_ASSIGNMENT_
Restate the data below, keeping every line the same.

_ENTRIES PROVIDED_
********
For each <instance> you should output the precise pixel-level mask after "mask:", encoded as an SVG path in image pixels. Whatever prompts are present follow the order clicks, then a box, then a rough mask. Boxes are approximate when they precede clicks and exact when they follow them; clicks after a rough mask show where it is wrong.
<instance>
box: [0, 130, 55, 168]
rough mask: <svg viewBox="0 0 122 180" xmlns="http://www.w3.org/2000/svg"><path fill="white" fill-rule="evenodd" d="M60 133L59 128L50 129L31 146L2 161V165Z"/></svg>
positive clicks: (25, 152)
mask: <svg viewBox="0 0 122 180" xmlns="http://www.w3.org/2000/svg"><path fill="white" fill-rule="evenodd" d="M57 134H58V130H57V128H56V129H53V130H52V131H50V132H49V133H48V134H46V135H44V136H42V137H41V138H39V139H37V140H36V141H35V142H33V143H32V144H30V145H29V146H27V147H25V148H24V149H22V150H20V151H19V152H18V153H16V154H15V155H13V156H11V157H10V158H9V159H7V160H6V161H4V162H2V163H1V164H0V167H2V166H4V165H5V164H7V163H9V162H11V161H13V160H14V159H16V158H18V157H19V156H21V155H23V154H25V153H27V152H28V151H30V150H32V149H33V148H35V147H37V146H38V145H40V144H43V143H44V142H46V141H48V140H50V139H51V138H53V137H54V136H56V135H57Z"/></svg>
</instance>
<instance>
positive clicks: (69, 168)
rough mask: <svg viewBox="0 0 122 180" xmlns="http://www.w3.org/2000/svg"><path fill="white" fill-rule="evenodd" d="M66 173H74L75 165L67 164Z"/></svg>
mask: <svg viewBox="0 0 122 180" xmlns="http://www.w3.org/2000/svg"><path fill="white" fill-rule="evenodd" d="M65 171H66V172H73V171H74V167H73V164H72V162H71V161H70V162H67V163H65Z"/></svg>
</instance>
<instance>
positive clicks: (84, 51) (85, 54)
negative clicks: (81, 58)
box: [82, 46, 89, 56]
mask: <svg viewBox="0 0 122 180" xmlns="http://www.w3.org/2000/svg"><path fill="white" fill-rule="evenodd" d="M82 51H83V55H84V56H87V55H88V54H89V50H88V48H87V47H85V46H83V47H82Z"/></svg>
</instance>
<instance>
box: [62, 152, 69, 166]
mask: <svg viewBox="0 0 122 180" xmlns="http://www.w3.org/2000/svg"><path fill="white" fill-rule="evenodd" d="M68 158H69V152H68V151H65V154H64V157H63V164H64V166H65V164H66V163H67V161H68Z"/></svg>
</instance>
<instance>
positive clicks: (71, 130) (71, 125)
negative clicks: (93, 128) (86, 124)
********
_SOLVED PROBLEM_
For each <instance> you should output the precise pixel-level mask after "mask:", encoded as an SVG path in image pixels. Whatever prompts are present follow the order clicks, then a box, then a rough mask. Boxes are approximate when they precede clicks and exact when they follow them; clicks after a rough mask show where it is wrong.
<instance>
box: [0, 130, 55, 168]
rough mask: <svg viewBox="0 0 122 180" xmlns="http://www.w3.org/2000/svg"><path fill="white" fill-rule="evenodd" d="M60 133L59 128L50 129L31 146L2 161V165Z"/></svg>
positive clicks: (25, 152)
mask: <svg viewBox="0 0 122 180" xmlns="http://www.w3.org/2000/svg"><path fill="white" fill-rule="evenodd" d="M57 134H58V130H57V128H56V129H53V130H52V131H50V132H49V133H48V134H46V135H44V136H42V137H41V138H39V139H37V140H36V141H35V142H33V143H32V144H30V145H29V146H27V147H25V148H24V149H22V150H20V151H19V152H18V153H16V154H15V155H13V156H11V157H10V158H9V159H7V160H6V161H4V162H2V163H1V164H0V167H2V166H4V165H5V164H7V163H9V162H11V161H13V160H14V159H16V158H18V157H19V156H21V155H23V154H25V153H27V152H28V151H30V150H32V149H33V148H35V147H37V146H38V145H40V144H43V143H44V142H46V141H48V140H50V139H51V138H53V137H54V136H56V135H57Z"/></svg>
</instance>
<instance>
positive clicks: (69, 168)
rough mask: <svg viewBox="0 0 122 180" xmlns="http://www.w3.org/2000/svg"><path fill="white" fill-rule="evenodd" d="M66 173H74L75 165L67 164Z"/></svg>
mask: <svg viewBox="0 0 122 180" xmlns="http://www.w3.org/2000/svg"><path fill="white" fill-rule="evenodd" d="M65 171H66V172H73V171H74V167H73V164H72V162H71V161H70V162H67V163H65Z"/></svg>
</instance>
<instance>
positive clicks: (84, 51) (85, 54)
negative clicks: (81, 58)
box: [82, 46, 89, 56]
mask: <svg viewBox="0 0 122 180" xmlns="http://www.w3.org/2000/svg"><path fill="white" fill-rule="evenodd" d="M82 51H83V55H84V56H87V55H88V54H89V50H88V48H87V47H85V46H83V47H82Z"/></svg>
</instance>
<instance>
box: [62, 152, 69, 166]
mask: <svg viewBox="0 0 122 180" xmlns="http://www.w3.org/2000/svg"><path fill="white" fill-rule="evenodd" d="M68 158H69V152H68V151H65V154H64V157H63V164H64V166H65V164H66V163H67V161H68Z"/></svg>
</instance>
<instance>
positive clicks: (71, 130) (71, 125)
negative clicks: (93, 128) (86, 124)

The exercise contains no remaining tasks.